AIM OF THE EXERCISE —
Which lines run from the one containing "Target: overcast sky" to the end of the records? Write them out exactly, both ends included, and nothing else.

MATERIAL FOR THIS TASK —
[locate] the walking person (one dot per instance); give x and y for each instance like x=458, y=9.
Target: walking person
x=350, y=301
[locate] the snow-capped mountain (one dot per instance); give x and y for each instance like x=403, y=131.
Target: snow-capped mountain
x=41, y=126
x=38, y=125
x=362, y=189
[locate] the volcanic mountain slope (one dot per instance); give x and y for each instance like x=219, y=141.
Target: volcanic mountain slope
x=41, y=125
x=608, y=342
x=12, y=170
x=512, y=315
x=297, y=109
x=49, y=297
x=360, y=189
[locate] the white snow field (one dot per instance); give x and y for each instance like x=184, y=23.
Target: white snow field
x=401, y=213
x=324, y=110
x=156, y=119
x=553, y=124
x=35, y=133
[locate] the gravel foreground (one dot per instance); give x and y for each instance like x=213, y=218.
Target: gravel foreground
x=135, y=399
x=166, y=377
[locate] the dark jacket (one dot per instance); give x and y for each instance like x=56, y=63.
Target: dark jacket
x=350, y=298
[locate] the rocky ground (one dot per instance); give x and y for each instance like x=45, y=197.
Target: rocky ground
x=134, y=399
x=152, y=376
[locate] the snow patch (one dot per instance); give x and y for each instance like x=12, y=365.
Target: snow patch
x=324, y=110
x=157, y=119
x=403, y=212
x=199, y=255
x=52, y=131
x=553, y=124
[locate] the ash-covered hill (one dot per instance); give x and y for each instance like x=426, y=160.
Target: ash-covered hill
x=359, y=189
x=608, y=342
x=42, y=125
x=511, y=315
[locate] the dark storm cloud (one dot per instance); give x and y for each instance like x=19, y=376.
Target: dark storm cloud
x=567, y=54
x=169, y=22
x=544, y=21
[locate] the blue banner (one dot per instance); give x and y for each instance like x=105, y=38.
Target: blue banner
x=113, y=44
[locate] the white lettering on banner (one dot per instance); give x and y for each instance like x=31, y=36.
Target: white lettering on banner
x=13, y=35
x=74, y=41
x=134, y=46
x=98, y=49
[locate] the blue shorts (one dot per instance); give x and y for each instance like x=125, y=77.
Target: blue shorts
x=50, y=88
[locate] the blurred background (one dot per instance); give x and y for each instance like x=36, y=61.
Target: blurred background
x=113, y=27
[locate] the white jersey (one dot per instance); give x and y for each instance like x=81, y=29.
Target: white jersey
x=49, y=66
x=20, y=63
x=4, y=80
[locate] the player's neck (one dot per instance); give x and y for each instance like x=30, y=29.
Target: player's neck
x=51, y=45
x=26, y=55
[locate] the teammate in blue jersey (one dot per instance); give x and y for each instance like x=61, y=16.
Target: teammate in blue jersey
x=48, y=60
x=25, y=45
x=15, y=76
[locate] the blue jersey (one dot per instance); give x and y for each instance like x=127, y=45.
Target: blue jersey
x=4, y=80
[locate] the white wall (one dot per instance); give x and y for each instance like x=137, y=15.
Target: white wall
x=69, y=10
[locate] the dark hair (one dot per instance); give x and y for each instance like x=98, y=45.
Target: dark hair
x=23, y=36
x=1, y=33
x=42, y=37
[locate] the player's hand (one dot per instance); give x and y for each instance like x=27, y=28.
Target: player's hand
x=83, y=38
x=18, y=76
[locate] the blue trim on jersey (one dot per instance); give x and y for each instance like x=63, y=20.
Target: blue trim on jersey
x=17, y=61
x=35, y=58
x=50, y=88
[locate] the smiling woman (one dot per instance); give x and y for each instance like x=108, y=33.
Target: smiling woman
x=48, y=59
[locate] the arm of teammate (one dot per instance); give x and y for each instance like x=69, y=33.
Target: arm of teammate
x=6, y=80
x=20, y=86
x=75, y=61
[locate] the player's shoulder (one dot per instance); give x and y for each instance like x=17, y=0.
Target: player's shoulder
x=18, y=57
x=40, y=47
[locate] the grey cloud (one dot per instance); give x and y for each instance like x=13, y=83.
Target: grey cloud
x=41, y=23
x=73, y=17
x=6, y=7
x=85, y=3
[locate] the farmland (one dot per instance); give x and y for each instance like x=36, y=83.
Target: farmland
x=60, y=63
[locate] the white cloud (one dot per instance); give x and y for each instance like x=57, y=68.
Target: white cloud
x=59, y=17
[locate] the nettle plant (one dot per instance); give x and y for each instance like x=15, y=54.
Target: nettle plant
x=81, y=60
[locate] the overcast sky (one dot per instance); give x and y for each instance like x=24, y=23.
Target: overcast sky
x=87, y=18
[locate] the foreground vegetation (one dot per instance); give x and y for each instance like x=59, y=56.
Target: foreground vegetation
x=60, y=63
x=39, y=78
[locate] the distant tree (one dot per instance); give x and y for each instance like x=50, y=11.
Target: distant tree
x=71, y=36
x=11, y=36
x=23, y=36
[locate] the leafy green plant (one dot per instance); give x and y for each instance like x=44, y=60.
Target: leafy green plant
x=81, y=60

ANSWER TO THIS TASK —
Target: overcast sky
x=87, y=18
[locate] the foreground vegetation (one dot per instance); give x and y for each instance like x=59, y=56.
Target: foreground vegetation
x=60, y=63
x=39, y=78
[locate] the distant tree (one dot per instance); give x and y for each instance like x=50, y=11.
Target: distant tree
x=71, y=36
x=11, y=36
x=23, y=36
[locate] the leafy green plant (one dot per instance); give x and y for each instance like x=44, y=60.
Target: leafy green plant
x=81, y=60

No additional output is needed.